→ **What you will do**:
Your answer should be one number: how many lines below have the word "base".

::::::::::

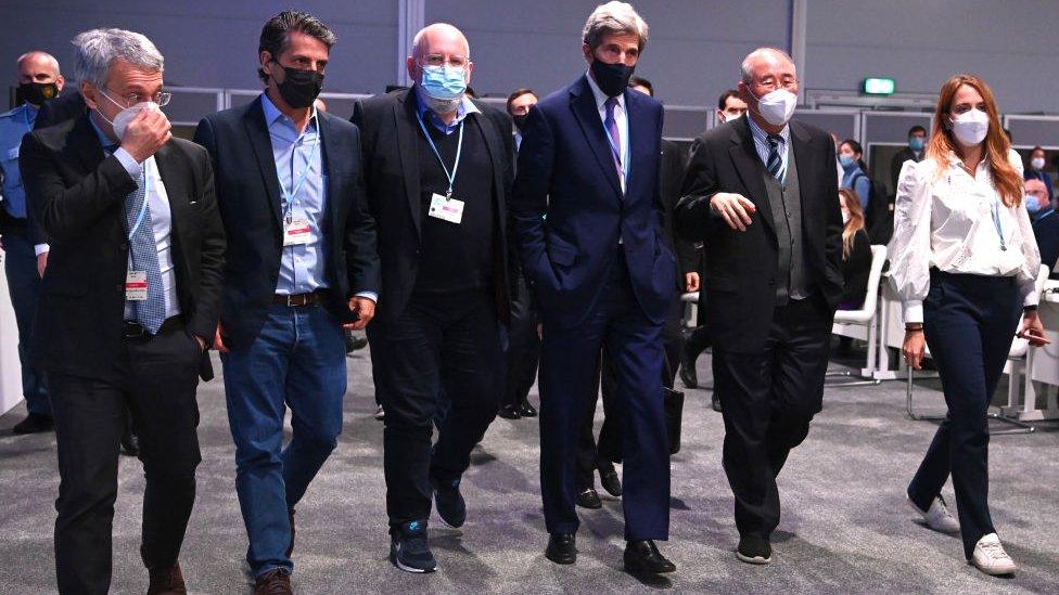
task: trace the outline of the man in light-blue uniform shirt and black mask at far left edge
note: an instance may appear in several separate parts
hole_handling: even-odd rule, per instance
[[[3,180],[0,242],[7,256],[4,273],[18,327],[22,394],[28,411],[26,418],[12,428],[18,435],[48,431],[53,426],[43,375],[29,361],[40,277],[48,264],[49,247],[44,234],[33,224],[29,216],[26,189],[18,171],[18,154],[22,138],[33,130],[37,113],[59,95],[66,81],[59,72],[59,61],[41,51],[18,56],[15,67],[18,70],[17,95],[24,103],[0,114],[0,178]]]

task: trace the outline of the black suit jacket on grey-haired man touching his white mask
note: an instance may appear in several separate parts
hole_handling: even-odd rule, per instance
[[[171,210],[180,311],[189,332],[209,340],[225,264],[209,157],[181,139],[166,143],[154,157]],[[48,372],[110,378],[123,340],[129,251],[125,197],[136,182],[116,157],[103,157],[88,115],[27,134],[18,167],[34,218],[51,240],[33,361]],[[212,377],[206,353],[200,373]]]

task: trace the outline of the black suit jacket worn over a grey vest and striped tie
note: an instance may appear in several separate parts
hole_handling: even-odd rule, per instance
[[[749,117],[749,116],[748,116]],[[842,296],[842,211],[839,209],[834,142],[827,132],[790,122],[791,150],[802,194],[806,273],[833,310]],[[735,352],[764,349],[776,303],[779,260],[775,223],[765,190],[765,166],[747,118],[699,139],[677,205],[677,233],[703,242],[706,325],[714,344]],[[732,192],[757,207],[747,231],[730,229],[710,210],[710,198]]]

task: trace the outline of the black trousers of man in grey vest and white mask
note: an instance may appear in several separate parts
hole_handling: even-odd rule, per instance
[[[819,297],[791,301],[773,313],[761,352],[714,347],[714,390],[725,418],[723,463],[740,535],[768,539],[779,525],[776,477],[820,411],[832,315]]]

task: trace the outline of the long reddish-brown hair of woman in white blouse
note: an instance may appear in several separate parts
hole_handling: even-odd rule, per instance
[[[956,92],[965,85],[982,95],[982,101],[985,103],[985,114],[990,117],[990,130],[985,134],[984,141],[984,158],[993,168],[993,185],[1005,205],[1009,207],[1019,206],[1022,204],[1022,176],[1008,161],[1011,142],[1000,127],[1000,117],[997,113],[993,90],[979,77],[968,74],[955,75],[946,80],[945,85],[942,85],[942,90],[937,94],[937,107],[934,109],[934,130],[931,133],[930,142],[927,143],[927,157],[937,161],[939,172],[941,172],[949,165],[949,153],[962,156],[962,147],[956,142],[956,138],[949,129],[948,118],[952,115],[949,114],[949,106],[956,98]]]

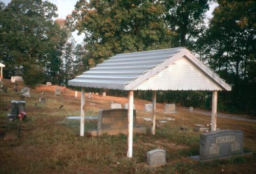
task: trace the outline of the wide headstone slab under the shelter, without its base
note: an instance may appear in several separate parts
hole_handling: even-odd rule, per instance
[[[125,109],[100,110],[98,129],[126,128],[128,111]],[[136,127],[136,110],[133,110],[133,126]]]

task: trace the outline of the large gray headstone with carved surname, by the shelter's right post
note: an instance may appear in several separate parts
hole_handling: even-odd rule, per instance
[[[243,153],[242,130],[216,130],[200,135],[200,160],[218,159]]]

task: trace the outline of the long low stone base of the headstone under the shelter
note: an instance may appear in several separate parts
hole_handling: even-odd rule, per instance
[[[88,134],[90,134],[93,137],[102,136],[103,134],[108,134],[108,135],[124,134],[124,135],[127,135],[127,133],[128,133],[128,128],[91,129],[91,130],[88,130]],[[146,127],[134,127],[133,128],[133,133],[146,134]]]

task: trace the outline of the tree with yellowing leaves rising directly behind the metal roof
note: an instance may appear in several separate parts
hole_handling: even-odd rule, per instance
[[[90,67],[117,54],[172,47],[173,33],[164,24],[159,1],[80,0],[68,25],[85,33]]]

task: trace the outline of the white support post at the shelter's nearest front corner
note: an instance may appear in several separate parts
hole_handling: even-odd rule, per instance
[[[127,157],[133,157],[133,91],[129,91],[129,102],[128,102],[128,137],[127,137]]]

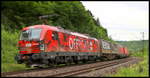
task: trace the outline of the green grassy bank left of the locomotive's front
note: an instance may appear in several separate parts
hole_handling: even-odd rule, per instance
[[[10,72],[26,69],[24,64],[17,64],[14,56],[18,52],[17,42],[19,39],[19,32],[8,32],[2,30],[2,49],[1,49],[1,72]]]

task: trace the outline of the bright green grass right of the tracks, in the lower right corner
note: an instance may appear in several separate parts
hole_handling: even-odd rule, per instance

::::::::::

→ **Result for this task**:
2